Page extract>
::::
PLANTS

Collecting plants has always been an important feature of practical scientific work. Great sums of money and many years of time have been spent in searching through little-explored countries for new plants. Agents of many governments, representatives of great nursery companies of this and other countries are all the time looking, looking, often at the cost of the greatest hardship, for new plants. Why is this? Not as you will readily conclude, merely to add new specimens to museum collections, nor merely to find and name a new species, though some collectors are in the field for these purely scientific reasons. But our Department of Agriculture is on the lookout for new plants from foreign parts which will be commercially valuable to us. Our enterprising nurserymen are after the same game. At the present time very great interest is being taken in plants from western China, a vast and little-explored region. Strangely enough, the plants from that far away country seem to be peculiarly fitted to thrive here, and while the government and the nurserymen are telling the people about these new plants, the botanists are trying to discover the reasons why Asiatic plants fit our conditions better than the plants of Europe seem to.

The making of collections of plants, then, is a big, important work, and well worth the while of any boy or girl. If you would read stories of exciting adventures, narrow escapes, thrilling encounters amid romantic surroundings, read some of the accounts of scientific explorations. The collectors of plants and insects in the Philippines, Central Asia, little-known islands of the far East, and such "wild nations," must needs be men of valour, and to know any one of them is a liberal education.

Making a collection of plants is probably not the best way to arouse an interest in outdoor life. Indeed it was made such a deadly dull business for me that my early interest was entirely "nipped in the bud" and lay dormant many, many years. Collecting is one of the recognized and useful ways of introducing ourselves to our neighbours of the vegetable kingdom. Living in a plant-infested world as we are elected to do, eating plants, wearing their products, utilizing them in all our arts, buying and selling them daily, unable to get through an hour of the day without being constantly reminded of our entire dependence upon the members of the vegetable kingdom, what is more natural than that we should wish to know them? To know their names is not the end and aim of plant study. The name is a convenient handle for a plant. It enables you to talk about the plant to others without the necessity of a lengthy description. It enables you to read understandingly what other students have said about the plant in books. It is only the beginning, like the introduction to a stranger. To make of a stranger a friend, you must know something of his family, of his relation to the rest of the world, how he lives, gets a living, how he makes use of his faculties, what are his peculiarities, his habits, his environment, in fact all about him. In discovering the name of a plant by use of a botanical key you learn a few but not all of these things.

As with some people so with some plants, the more you know of them the less you think of them; the less you wish to have to do with them. Take poison ivy for an example. Knowing its characteristics you pass it by without touching it. You observe it from afar off, so as to be able to warn others of its whereabouts. On the other hand, if you had only known well the giant puff-ball you so wantonly crushed under your heel, you might have enjoyed a delicious supper of creamed mushrooms.

Making a collection of plants is an extremely simple job. The materials needed are not expensive nor hard to get. Here is a list of what is required for a beginner's collection:

(1) A dozen or so newspapers.
::::
Extracted material>
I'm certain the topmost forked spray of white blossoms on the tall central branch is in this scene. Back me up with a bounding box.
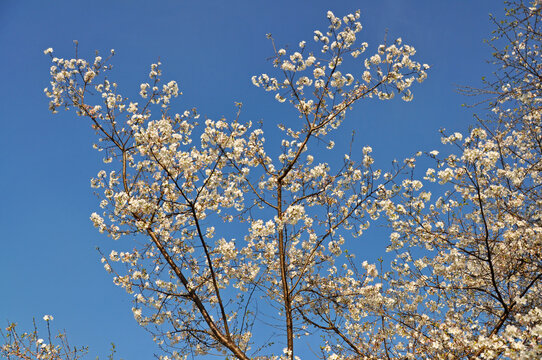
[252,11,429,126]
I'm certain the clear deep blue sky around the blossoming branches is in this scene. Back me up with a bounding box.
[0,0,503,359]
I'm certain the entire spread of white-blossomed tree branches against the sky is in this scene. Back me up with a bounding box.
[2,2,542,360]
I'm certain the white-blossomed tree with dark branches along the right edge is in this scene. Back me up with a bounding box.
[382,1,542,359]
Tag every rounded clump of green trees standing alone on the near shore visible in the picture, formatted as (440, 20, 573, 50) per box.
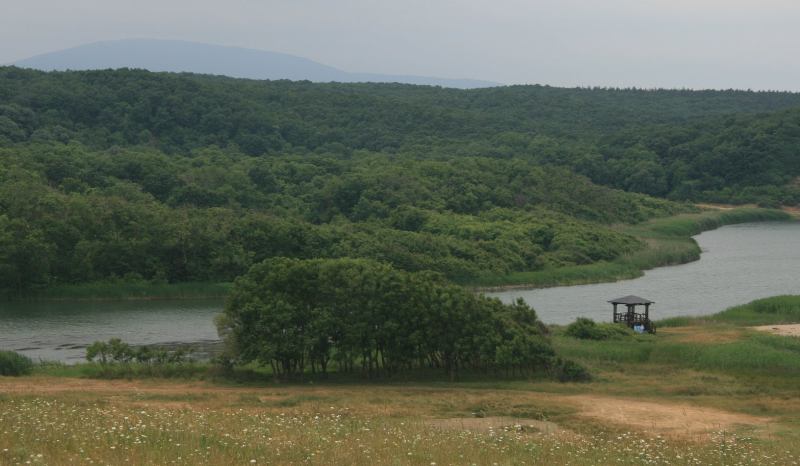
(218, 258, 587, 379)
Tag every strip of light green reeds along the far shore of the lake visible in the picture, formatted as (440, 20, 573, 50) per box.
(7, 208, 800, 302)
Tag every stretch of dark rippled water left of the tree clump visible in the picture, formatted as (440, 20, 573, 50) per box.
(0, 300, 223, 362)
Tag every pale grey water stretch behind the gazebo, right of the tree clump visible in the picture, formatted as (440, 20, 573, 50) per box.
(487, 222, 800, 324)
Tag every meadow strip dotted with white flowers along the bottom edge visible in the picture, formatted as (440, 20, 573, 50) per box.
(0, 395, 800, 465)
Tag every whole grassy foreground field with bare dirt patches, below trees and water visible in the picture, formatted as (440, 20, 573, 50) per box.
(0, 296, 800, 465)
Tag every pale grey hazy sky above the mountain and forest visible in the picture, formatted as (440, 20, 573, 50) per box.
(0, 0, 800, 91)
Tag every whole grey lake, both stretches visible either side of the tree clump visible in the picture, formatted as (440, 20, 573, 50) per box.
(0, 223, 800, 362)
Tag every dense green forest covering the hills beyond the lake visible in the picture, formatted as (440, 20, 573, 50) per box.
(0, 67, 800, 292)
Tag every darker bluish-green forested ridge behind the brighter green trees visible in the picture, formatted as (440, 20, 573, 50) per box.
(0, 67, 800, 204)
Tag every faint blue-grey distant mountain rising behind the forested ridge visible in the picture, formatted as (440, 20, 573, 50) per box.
::::
Exercise requirements> Using the passage on collecting plants, name the region whose plants are currently drawing very great interest.

Response> Western China